▸ **Dataset entries**:
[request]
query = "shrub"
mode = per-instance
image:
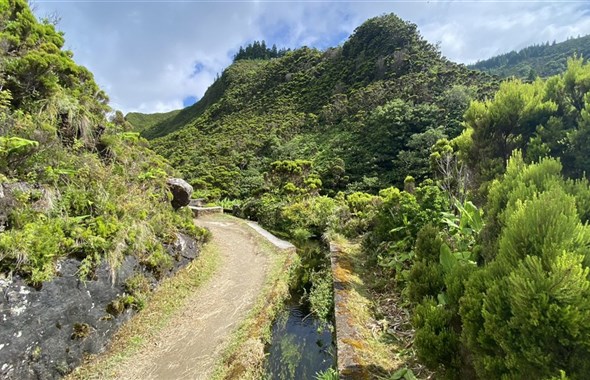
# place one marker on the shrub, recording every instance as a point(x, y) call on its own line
point(527, 314)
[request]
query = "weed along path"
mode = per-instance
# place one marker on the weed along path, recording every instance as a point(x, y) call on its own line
point(193, 338)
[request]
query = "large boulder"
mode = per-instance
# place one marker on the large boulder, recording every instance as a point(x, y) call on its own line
point(181, 192)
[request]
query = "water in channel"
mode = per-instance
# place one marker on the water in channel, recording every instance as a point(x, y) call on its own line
point(301, 345)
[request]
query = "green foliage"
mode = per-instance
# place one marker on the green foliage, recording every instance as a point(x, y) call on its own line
point(399, 219)
point(329, 374)
point(524, 313)
point(259, 50)
point(321, 297)
point(92, 189)
point(361, 114)
point(543, 60)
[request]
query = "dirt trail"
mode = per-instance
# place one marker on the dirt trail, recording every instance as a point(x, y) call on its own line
point(189, 347)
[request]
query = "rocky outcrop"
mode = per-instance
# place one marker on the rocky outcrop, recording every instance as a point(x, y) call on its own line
point(181, 192)
point(46, 332)
point(42, 199)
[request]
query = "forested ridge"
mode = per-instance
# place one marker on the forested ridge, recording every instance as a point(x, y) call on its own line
point(468, 195)
point(542, 60)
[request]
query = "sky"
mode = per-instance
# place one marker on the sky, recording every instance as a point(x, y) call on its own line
point(159, 55)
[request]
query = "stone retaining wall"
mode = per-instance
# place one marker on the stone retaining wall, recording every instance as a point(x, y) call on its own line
point(347, 338)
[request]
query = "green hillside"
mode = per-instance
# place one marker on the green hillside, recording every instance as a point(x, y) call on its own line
point(360, 112)
point(486, 246)
point(142, 121)
point(538, 60)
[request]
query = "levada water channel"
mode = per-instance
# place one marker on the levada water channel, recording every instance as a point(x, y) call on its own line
point(302, 343)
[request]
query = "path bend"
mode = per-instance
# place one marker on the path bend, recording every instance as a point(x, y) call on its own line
point(190, 345)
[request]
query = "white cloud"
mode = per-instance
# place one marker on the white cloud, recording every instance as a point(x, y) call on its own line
point(144, 54)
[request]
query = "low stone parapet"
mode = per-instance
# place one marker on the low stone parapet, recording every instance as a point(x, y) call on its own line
point(200, 211)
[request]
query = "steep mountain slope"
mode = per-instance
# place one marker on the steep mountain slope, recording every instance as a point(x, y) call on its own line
point(544, 60)
point(362, 113)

▸ **Problem requirements**: What you return must match the records letter for letter, except that the pictures stay out.

▸ **Your response**:
[request]
query = "shrub"
mode = per-instance
image:
# place one marker on the shrub, recording every instance as a point(x, y) call on its own line
point(527, 314)
[request]
query = "weed along path"
mode = per-instance
# place one marker on the weed along path, recording every instance as a point(x, y) call on its own line
point(193, 338)
[request]
query = "large boulder"
mode = per-instance
# place one marker on the large boulder, recording every instance as a point(x, y) call on its own line
point(181, 192)
[request]
query = "water in channel"
mode = per-instance
# place one marker on the water in channel, recording every instance as a point(x, y) call on its own line
point(301, 345)
[request]
query = "green foliage"
mode = per-instance
# place one marker on the green foliage, recording every instance as a point(x, y) call on its own line
point(399, 219)
point(329, 374)
point(524, 313)
point(259, 50)
point(321, 297)
point(92, 189)
point(361, 114)
point(543, 60)
[request]
query = "dirt trail"
mode = per-instance
# place one marker on the dirt trail, recording every instance as a point(x, y) call on its own line
point(189, 347)
[request]
query = "rocky outcrop"
mode = per-instance
# place one marker on the rocky outcrop, recording every instance as a point(x, y) call on its own line
point(181, 192)
point(46, 332)
point(42, 199)
[request]
query = "forested ridge"
mode = per-instance
# place one marker on the forested ridge, recording every instance as a point(x, y) call on its own line
point(468, 195)
point(542, 60)
[request]
query = "sky"
mode = per-instance
# place one marker on the sky, recording every instance as a point(x, y) call on its own line
point(159, 55)
[request]
query = "stone retaining wall"
mode = per-instance
# place one marker on the stone retaining wall, recording every instance as a point(x, y) call on its own line
point(347, 338)
[request]
query = "green hillside"
mode = per-instance
# place one marker on the green hillside, recording every instance as a point(x, y) call on its own line
point(360, 112)
point(486, 246)
point(142, 121)
point(538, 60)
[request]
query = "levada water channel"
mode = per-instance
# place one marker on the levada water channel, recording every instance as a point(x, y) call on its own line
point(302, 343)
[request]
query = "path bend"
mode = per-instance
# place one marker on the path bend, recording every instance as a point(x, y) call on its own line
point(190, 345)
[request]
query = "white cloud"
mode = per-instance
# place one marker on the white cloud, recording every instance as a point(x, y) call on its own line
point(144, 54)
[request]
query = "low stone parapet"
mode = per-instance
# place one marker on the low stone parapet, recording every instance as a point(x, y) call on its own line
point(200, 211)
[request]
query = "steep mountain slope"
mode = per-instance
# place one marker on the steep mountain slope, recording every instance as a point(x, y) call on its own line
point(544, 60)
point(362, 113)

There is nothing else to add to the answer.